▶ [WHAT YOU NEED TO DO]: Scan the entries below for the word "query". Copy out every line in which it occurs.
---- DATA IN THIS EXERCISE
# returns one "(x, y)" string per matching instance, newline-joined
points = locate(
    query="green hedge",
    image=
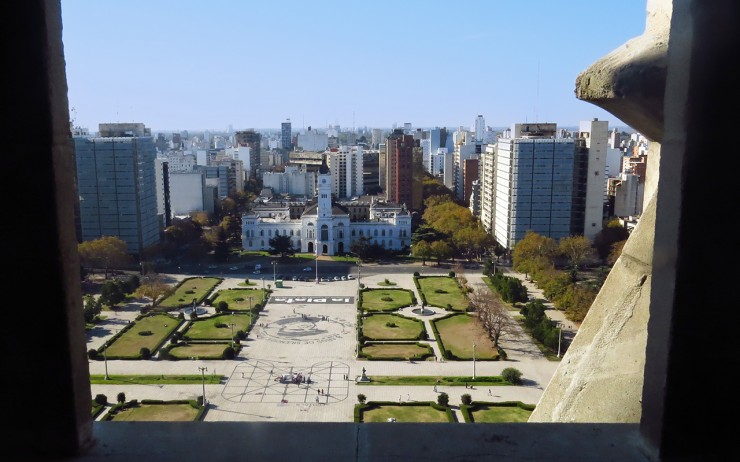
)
(467, 409)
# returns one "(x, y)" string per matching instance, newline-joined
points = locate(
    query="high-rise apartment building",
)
(487, 186)
(116, 186)
(253, 141)
(479, 128)
(398, 167)
(596, 135)
(347, 171)
(534, 184)
(286, 135)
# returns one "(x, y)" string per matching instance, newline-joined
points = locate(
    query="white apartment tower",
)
(346, 169)
(596, 134)
(487, 181)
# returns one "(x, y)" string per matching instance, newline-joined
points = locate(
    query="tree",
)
(493, 315)
(106, 252)
(534, 252)
(153, 287)
(441, 251)
(512, 375)
(610, 234)
(111, 293)
(576, 249)
(423, 250)
(361, 247)
(281, 245)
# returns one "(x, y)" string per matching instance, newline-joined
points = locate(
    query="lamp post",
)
(105, 359)
(232, 328)
(203, 374)
(560, 335)
(317, 261)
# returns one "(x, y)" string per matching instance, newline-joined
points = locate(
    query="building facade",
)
--------
▶ [OUTPUT FOR THIS TASK]:
    query="green hedge",
    query="high-rise apartment building",
    query="white apartment tower",
    query="tree",
    query="lamp post",
    query="building facade",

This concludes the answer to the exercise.